ACTIVITIES.
A – In the passage on netdump topics, what happens to a topic's oldest netdump when a new netdump would exceed the size limit?
B – Continue the passage on netdump topics, picking up after its final sentence.

Every netdump is published into a topic, represented by its name and by default limited in size to 10 netdumps at most (configurable by netdump.topic.maxcount). The oldest netdump of a topic is unpublished (removed from /persist/netdump) should a new netdump exceed the limit. Topics are used to separate different microservices and even to split successful and failed requests from each other. Topic name is therefore typically: <microservice>-<ok|fail>. For troubleshooting purposes, netdumps of failed requests are obviously more useful, but having a trace of a "good run" can be used to compare with a "bad run" and find differences. Published netdump filename is a concatenation of the topic name with a publication timestamp plus the .tgz extension, so for example: downloader-fail-2023-01-03T14-25-04.tgz, nim-ok-2023-01-03T13-30-36, etc.

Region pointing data
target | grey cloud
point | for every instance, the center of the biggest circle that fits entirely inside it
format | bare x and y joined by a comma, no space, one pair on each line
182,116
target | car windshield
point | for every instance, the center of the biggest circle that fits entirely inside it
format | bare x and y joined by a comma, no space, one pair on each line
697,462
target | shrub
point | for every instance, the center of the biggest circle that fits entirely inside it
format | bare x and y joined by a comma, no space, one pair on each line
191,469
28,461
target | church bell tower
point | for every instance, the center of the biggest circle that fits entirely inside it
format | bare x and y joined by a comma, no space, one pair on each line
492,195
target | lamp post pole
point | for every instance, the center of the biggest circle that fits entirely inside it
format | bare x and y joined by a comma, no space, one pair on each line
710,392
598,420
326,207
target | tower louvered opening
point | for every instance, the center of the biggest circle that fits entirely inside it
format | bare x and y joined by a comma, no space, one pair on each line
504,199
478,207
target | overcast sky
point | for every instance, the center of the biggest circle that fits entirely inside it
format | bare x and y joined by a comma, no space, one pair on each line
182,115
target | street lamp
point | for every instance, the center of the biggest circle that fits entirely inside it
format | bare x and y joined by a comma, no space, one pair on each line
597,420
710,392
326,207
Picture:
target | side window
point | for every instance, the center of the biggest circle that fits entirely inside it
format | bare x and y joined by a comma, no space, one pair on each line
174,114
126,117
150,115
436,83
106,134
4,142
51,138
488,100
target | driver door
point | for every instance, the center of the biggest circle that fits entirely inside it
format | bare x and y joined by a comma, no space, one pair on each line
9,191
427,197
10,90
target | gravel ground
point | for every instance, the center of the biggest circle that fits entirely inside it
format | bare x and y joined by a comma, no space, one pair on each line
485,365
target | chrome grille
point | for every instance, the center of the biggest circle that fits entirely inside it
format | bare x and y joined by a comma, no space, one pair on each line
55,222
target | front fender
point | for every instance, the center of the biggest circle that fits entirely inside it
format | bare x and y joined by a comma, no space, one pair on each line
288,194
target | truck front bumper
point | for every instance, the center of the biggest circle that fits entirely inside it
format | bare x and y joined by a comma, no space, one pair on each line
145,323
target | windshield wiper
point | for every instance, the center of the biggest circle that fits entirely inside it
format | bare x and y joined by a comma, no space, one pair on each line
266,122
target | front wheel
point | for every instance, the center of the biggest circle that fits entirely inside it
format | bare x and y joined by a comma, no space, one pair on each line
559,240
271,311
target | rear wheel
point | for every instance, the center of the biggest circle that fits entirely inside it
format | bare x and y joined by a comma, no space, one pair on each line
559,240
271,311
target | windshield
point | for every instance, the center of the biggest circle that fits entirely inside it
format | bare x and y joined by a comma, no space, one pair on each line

RESPONSES BY TASK.
A – It is unpublished, meaning it is removed from /persist/netdump.

B –
Sources of Netdumps

Not all microservices that communicate over the network are traced and contribute with netdumps. Currently traced HTTP requests are:

  • /ping request done by nim to verify connectivity for the latest DPC (testing of older DPCs is never traced). Packet capture is also enabled and the obtained pcap files are included in the published netdumps. To limit the overhead associated with tracing and packet capture, nim is only allowed to enable them and produce netdump at most once per day (configurable by netdump.topic.postonboard.interval). However, before device is fully onboarded a much lower interval configured by netdump.topic.preonboard.interval (by default one hour) is applied to get more frequent diagnostics for initial connectivity troubleshooting.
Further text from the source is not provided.